## [WHAT THE EXERCISE ASKS]
Show each line of the rows below that contains the string "answer", treating uppercase and lowercase letters as different.

## [RAW RECORDS]

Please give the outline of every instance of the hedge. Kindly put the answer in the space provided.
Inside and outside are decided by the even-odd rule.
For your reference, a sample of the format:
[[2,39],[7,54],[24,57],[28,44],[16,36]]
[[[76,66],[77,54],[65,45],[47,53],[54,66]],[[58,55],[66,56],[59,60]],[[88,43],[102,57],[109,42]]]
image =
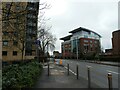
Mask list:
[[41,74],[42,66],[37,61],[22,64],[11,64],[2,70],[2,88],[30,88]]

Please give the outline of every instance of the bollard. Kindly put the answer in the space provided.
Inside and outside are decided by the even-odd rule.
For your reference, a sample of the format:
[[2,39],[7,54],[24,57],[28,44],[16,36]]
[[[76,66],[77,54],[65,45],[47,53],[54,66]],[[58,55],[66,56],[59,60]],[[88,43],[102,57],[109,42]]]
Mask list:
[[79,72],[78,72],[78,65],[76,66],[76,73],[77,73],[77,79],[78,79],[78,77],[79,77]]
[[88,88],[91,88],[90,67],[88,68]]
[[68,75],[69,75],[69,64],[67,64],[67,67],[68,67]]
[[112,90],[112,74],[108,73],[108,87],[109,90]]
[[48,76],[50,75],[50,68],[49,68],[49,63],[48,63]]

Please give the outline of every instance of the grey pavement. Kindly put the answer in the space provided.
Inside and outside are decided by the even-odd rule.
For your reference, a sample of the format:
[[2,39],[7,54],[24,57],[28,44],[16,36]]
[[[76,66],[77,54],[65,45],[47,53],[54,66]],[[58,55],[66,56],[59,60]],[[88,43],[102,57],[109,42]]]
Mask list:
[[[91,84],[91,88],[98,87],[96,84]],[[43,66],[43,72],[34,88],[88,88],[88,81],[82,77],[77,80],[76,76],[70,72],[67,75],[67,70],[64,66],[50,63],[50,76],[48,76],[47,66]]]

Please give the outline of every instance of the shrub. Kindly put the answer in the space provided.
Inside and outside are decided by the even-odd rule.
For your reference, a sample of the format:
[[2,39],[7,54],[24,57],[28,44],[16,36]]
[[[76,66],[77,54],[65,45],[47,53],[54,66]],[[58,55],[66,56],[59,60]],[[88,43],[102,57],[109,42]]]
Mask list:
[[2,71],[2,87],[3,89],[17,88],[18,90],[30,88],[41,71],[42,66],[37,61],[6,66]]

...

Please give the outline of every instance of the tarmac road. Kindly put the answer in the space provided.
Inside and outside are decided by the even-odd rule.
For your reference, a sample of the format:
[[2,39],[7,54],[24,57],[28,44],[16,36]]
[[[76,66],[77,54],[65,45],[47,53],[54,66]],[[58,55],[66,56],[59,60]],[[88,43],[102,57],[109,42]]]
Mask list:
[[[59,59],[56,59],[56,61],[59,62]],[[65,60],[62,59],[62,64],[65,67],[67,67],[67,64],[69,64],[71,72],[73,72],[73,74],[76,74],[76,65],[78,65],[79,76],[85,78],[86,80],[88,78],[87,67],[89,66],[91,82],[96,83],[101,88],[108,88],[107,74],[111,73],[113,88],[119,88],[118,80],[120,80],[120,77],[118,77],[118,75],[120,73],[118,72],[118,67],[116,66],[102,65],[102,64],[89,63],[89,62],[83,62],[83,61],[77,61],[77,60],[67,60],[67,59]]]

## [RESPONSE TO THIS TASK]
Please give the outline of every instance of the hedge. Kindly put the answer in the space provided.
Please give the outline of every instance of the bollard. Kindly put the answer in the space provided.
Please give the outline of every instance of the grey pavement. Kindly put the answer in the space provided.
Please give the outline of every instance of the shrub. Kindly put the answer in the space provided.
Please give the outline of every instance of the tarmac road. Kindly put the answer in the space provided.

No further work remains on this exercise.